◆ YOUR OBJECTIVE: Although the listing contains pictures, reproduce only its text, exactly as written.

== Segment start ==

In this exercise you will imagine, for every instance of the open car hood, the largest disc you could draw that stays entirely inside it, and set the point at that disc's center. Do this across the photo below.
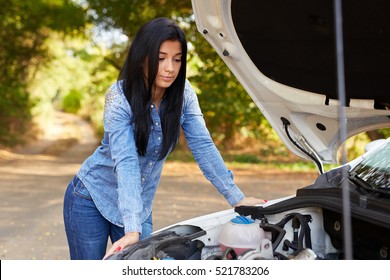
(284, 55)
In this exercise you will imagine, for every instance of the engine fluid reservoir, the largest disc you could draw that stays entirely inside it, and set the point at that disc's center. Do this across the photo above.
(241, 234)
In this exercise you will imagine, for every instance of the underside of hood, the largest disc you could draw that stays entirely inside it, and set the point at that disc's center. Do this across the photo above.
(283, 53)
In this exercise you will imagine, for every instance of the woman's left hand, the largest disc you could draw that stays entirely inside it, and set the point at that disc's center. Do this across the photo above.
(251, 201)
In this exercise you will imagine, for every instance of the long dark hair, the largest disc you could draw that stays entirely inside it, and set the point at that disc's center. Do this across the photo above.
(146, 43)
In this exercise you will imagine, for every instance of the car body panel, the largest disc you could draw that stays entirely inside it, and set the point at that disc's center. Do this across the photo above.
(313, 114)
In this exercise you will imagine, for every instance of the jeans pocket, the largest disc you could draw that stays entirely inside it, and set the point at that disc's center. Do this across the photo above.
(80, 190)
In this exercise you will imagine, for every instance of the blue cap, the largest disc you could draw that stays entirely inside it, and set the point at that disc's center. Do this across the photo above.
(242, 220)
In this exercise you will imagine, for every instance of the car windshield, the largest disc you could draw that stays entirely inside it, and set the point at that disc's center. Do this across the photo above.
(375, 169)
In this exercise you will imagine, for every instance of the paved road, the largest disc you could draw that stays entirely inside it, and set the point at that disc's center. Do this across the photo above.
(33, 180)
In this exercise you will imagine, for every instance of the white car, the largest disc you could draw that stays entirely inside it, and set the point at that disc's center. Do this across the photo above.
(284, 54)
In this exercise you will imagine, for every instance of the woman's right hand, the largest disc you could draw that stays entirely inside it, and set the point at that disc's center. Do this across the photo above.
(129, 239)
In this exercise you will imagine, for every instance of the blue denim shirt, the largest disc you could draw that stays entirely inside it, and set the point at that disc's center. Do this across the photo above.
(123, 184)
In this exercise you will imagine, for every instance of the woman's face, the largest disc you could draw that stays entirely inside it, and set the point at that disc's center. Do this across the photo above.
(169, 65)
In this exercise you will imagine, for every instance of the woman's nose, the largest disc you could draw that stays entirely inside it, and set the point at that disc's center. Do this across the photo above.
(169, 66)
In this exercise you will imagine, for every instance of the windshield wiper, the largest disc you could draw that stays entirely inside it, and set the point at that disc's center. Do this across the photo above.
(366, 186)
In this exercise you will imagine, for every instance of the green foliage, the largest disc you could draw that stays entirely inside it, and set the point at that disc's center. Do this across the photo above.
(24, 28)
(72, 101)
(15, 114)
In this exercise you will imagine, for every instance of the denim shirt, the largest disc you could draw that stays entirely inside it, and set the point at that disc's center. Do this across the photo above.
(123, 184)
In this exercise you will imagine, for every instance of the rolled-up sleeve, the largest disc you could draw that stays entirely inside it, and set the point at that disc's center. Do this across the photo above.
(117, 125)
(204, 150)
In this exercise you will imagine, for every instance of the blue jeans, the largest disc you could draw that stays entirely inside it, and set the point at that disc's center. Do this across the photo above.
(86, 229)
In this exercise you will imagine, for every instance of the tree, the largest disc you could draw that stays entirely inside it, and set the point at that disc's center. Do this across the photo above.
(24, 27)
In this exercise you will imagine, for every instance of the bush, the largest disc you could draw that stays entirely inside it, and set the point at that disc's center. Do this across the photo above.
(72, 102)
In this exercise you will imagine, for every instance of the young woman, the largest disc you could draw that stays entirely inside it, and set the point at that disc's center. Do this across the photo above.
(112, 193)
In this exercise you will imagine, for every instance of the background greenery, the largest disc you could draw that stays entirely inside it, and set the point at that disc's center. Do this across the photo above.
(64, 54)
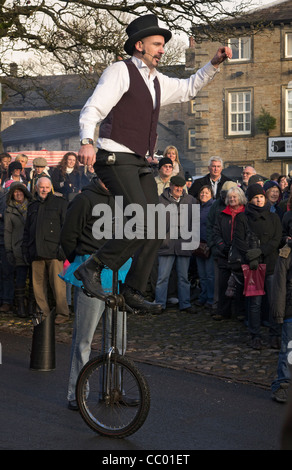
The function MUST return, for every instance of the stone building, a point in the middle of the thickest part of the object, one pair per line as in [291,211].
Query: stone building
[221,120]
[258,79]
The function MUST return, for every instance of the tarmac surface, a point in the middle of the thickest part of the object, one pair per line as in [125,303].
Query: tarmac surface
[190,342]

== Segment end ==

◆ WRITTEN ANSWER:
In this exercise you will imagine, for every instance of the open car hood, the largest disc you could draw that stays entirely inside it, and set the point at that disc's center. Do this across the photo below.
(284, 55)
In this exercise you will imagine, for every instance of the engine fluid reservoir, the largest disc you could draw that stays entirely inside it, and set the point at that disc's center. Do this across the photo above.
(241, 234)
In this exercise you will imagine, for every instance of the underside of hood, the largest disc you could draw that stays entirely inside it, and set the point at that disc's center. Do this across the photo above.
(283, 53)
In this exercise you will imagine, for every instance of the woman's left hand, the largest disc you could draw that stays entirely inside it, and set the point at that disc's center. Do this across the photo above.
(251, 201)
In this exercise you will imagine, for every instance of the long dark hair, the largest disc you could draw that stays entirely inside it, and set the point at that disc's center. Do this across the photo above.
(146, 43)
In this exercise you will imagine, for every instance of the car body panel, the largest disc you could draw that stays entirely inside it, and set the point at that disc's center. Do this across the photo above.
(313, 114)
In this exercise you will imagine, for every instance of the jeans pocket, the largest disc you could draw that stays entirely inside it, and set the point at that disc's center. Do this across the photo above.
(80, 190)
In this exercise you will imagine, for every instance of the blue cap, the largest disc you could draw that stays entirely inside it, and set the point at that disc's center. Do this across the photo above.
(242, 220)
In this exercise you will imagine, for every instance of the car windshield, the largest disc you could draw that stays entirely inside it, and set the point at that disc's center. Do this across the photo above.
(375, 169)
In this exercise you will imagine, for every instance of the paved road, the largest disc you could draw that stays entirely inside it, and set the point at that disc's center. Do this across the photo above.
(33, 180)
In this exercise you will imagine, for every instance of the white car, the largest disc you could draw that stays entirely inside it, and set the point at that disc's center. Do this across the photo above.
(284, 54)
In this exercise you will imagine, for every instance of the woman's right hand, the largest disc you could draw that stays entirely inside it, and set the point at that disc's center. Do this across the photo above.
(129, 239)
In this exercise you will imagine, for every instance of the blue denim shirt, the largest disc you could draw that stays entirely inside it, and set the point at that disc's center. Do this across the photo above.
(123, 184)
In this exercise you will imagine, for every instance of the woman's face, the largest disc you could draw that stays entirely inside it, and set the point at that disc's center. Do this across the photo above.
(169, 65)
In this exercise you will imagine, for every instance of the woman's nose, the largest disc you could draw that stays entirely inside it, and set the point at that disc's center. Do this across the photo above.
(169, 66)
In this exercise you will imagine, for every instance of the windshield wiper, the largest disc you could draw that stays entirely inside it, and set the point at that disc's center. Do this across the photo above.
(366, 186)
In this exercise you will imagine, for every instance of the green foliage, the largest disc you could draw that stays entirely inside it, and set the point at that disc's center. Do this across the photo above.
(24, 28)
(72, 101)
(15, 114)
In this exercise you will imagine, for every instance of the denim shirt, the largest disc you could draw that stays entirely inside it, and set the point at that disc's center. Do this across the photo above.
(123, 184)
In this exercise you will imagine, for every instance of the rolled-up sleeve, the largest disc you could draw that stays entirely inside it, and set the point at that disc's center. Do this across the photo above.
(117, 125)
(204, 150)
In this exercise you will imagine, for every instance of the blue jeans, the largest disc you could draw that stays entirely inside it, and set the point at that disc's center. Do this across the photo above.
(86, 229)
In this exercise you will imagine, for every instance of the tree, the largest disc you could draw that stays entirely inside it, and set the point at that disc's center. Do this across the photo above.
(24, 27)
In this exercise you will imagine, for every instance of the bush, the largest disc you could draw that stays entirely inside it, and set the point at that disc's center. Do this across the photo above.
(72, 102)
In this exercise you will imagine, for every instance of the young woman, the largest disc you could draw that stays entirely inside it, and set the point at that disc's center. Do this across the photo above.
(112, 193)
In this exercise you will imagine, for every instance of the background greenery, the largest disc you could draw that stays entirely inside it, and set the point at that disc's center. Do this across the photo above.
(64, 54)
The function MUST return, for every instance of the stone building, a point in the middle of the thickest part of the object, one pair per line as in [291,211].
Query: stone building
[221,120]
[258,79]
The function MUST return, for every instance of the tarmac surface, a point in the middle of the thickest part of the object, one pair per line as in [125,303].
Query: tarmac surface
[190,342]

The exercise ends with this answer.